* WRITTEN TASK
Print the complete set of entries exactly.

========================

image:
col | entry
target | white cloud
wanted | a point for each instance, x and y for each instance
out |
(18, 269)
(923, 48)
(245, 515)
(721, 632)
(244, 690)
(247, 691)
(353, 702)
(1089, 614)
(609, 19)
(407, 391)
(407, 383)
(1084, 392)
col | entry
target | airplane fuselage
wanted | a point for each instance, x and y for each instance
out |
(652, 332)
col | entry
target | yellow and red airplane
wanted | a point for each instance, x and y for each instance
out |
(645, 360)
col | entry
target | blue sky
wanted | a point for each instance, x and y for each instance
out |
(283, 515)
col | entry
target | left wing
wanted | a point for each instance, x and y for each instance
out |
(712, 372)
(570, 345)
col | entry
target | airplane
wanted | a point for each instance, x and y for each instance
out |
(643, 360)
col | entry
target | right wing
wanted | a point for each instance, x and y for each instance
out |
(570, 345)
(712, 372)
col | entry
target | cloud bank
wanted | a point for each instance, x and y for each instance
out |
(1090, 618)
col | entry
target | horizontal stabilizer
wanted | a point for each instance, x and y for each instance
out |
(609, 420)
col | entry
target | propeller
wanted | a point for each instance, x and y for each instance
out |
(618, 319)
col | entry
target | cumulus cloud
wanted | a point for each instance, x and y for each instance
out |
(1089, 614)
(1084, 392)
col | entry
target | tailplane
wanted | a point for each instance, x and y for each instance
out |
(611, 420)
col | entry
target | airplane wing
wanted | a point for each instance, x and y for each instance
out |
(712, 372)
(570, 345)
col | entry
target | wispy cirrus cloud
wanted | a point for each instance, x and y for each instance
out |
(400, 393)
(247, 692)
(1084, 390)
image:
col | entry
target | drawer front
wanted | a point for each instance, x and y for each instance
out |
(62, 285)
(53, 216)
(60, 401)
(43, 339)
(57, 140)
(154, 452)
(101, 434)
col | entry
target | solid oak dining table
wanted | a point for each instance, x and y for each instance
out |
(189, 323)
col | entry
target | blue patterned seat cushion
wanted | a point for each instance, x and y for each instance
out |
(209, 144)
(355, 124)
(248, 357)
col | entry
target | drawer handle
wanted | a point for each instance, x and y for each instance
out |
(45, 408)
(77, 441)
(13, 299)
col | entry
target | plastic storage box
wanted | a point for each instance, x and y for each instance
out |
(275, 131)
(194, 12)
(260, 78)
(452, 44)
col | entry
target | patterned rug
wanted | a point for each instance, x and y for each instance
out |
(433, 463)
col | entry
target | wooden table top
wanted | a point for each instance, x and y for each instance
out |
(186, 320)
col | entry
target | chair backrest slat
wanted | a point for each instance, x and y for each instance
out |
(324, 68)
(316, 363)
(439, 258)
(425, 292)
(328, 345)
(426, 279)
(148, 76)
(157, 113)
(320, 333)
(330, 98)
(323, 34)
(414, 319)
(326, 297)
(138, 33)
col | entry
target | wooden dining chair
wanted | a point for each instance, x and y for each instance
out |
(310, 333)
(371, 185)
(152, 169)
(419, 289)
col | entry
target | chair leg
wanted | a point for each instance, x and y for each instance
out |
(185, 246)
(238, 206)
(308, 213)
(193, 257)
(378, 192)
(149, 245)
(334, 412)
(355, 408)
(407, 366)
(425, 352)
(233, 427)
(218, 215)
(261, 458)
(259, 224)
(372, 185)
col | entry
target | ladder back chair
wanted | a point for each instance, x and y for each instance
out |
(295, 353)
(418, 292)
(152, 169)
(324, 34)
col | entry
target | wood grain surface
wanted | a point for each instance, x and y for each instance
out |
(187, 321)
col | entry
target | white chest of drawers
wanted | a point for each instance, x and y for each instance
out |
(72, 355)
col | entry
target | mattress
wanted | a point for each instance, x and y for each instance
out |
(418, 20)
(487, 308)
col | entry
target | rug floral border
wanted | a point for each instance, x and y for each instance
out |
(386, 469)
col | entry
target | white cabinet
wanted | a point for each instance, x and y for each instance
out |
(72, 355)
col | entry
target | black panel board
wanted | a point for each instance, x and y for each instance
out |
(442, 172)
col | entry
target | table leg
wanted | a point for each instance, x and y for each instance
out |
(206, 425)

========================

* WRITTEN SOLUTION
image:
col | entry
target | white cloud
wanted | a point for each instance, x and y for each instance
out |
(18, 269)
(923, 48)
(245, 515)
(721, 632)
(244, 690)
(247, 691)
(353, 702)
(1089, 614)
(609, 19)
(407, 391)
(407, 383)
(1084, 392)
col | entry
target | airplane fuselage
wanted | a point for each instance, x and y for each instance
out |
(652, 332)
col | entry
target | yellow and red airplane
wanted | a point for each instance, x and y for each instance
out |
(645, 360)
col | entry
target | blue sky
wanted | a point for each instance, x and y for each instance
out |
(283, 515)
col | entry
target | left wing
wanted | a point for each instance, x and y for each instance
out |
(712, 372)
(570, 345)
col | entry
target | airplane
wanted | a point for each instance, x and y for each instance
out |
(643, 360)
col | entry
target | right wing
wanted | a point for each instance, x and y for each instance
out |
(570, 345)
(712, 372)
col | entry
target | cloud bank
wanted | a point for each instance, x and y for each instance
out |
(1090, 618)
col | entry
target | horizontal stabilizer
wanted | a point for each instance, x and y for each instance
out |
(609, 420)
col | entry
target | propeller
wanted | a point for each instance, x and y for each instance
out |
(618, 319)
col | entry
target | cumulus cloud
wanted | a point for each instance, x and y for each instance
out |
(1089, 614)
(1084, 392)
col | entry
target | tailplane
wanted | a point for each instance, x and y for each instance
out |
(611, 420)
col | entry
target | airplane wing
wanted | a point for each instance, x and y for each instance
out |
(712, 372)
(570, 345)
col | entry
target | wispy cirrus cloud
wanted | a point for each instance, x and y for each instance
out |
(400, 393)
(247, 692)
(1084, 390)
image:
col | entry
target | drawer front
wanted | a point for each instance, x and y for each instance
out |
(62, 285)
(53, 216)
(60, 401)
(43, 339)
(57, 140)
(154, 452)
(101, 434)
col | entry
target | solid oak dining table
wanted | a point for each instance, x and y for each instance
out |
(189, 323)
col | entry
target | blue patterned seat cushion
wanted | a point for each instance, x and y for each instance
out |
(209, 144)
(355, 124)
(248, 357)
col | entry
target | drawer handle
wanted | a point for each instance, x and y for each instance
out |
(45, 408)
(77, 441)
(13, 299)
col | entry
target | plastic storage box
wanted | a point for each instance, x and y for each instance
out |
(275, 131)
(194, 12)
(260, 78)
(452, 44)
col | entry
target | patterned rug
wanted | a point for each instance, x and y for each instance
out |
(433, 463)
col | entry
target | wooden table top
wanted | a point for each instance, x and y for each instance
out |
(186, 320)
col | entry
target | chair backrest slat
wanted | a point for each instance, x and y for each instance
out |
(324, 68)
(316, 363)
(439, 258)
(425, 292)
(328, 345)
(426, 279)
(148, 76)
(157, 113)
(320, 333)
(330, 98)
(323, 34)
(414, 319)
(326, 297)
(138, 33)
col | entry
target | wooden dining chair
wanted | a point for each instance, x and y for each instance
out |
(310, 333)
(371, 185)
(152, 169)
(419, 289)
col | entry
target | chair leg
wanted | a point for each instance, x and y for each instance
out |
(185, 246)
(238, 206)
(308, 213)
(193, 257)
(378, 192)
(149, 245)
(334, 412)
(355, 408)
(407, 366)
(425, 352)
(233, 427)
(218, 215)
(261, 458)
(259, 224)
(372, 185)
col | entry
target | ladder back chair
wanted | a point for each instance, x and y for each instance
out |
(295, 353)
(418, 292)
(152, 169)
(324, 34)
col | entry
target | wood grain surface
wanted | a point for each instance, x and y for each instance
out |
(187, 321)
col | entry
target | white chest of drawers
wanted | a point for each instance, x and y for each instance
out |
(72, 355)
col | entry
target | mattress
wanted | a point for each instance, x and y for each instance
out |
(418, 20)
(487, 308)
col | entry
target | rug floral border
wanted | a point for each instance, x and y for each instance
out |
(386, 469)
col | entry
target | white cabinet
wanted | a point for each instance, x and y for each instance
out |
(72, 355)
col | entry
target | black panel board
wanted | a point for each instance, x and y for each instance
out |
(442, 172)
col | entry
target | table leg
wanted | a point for each instance, x and y for each instance
out |
(206, 425)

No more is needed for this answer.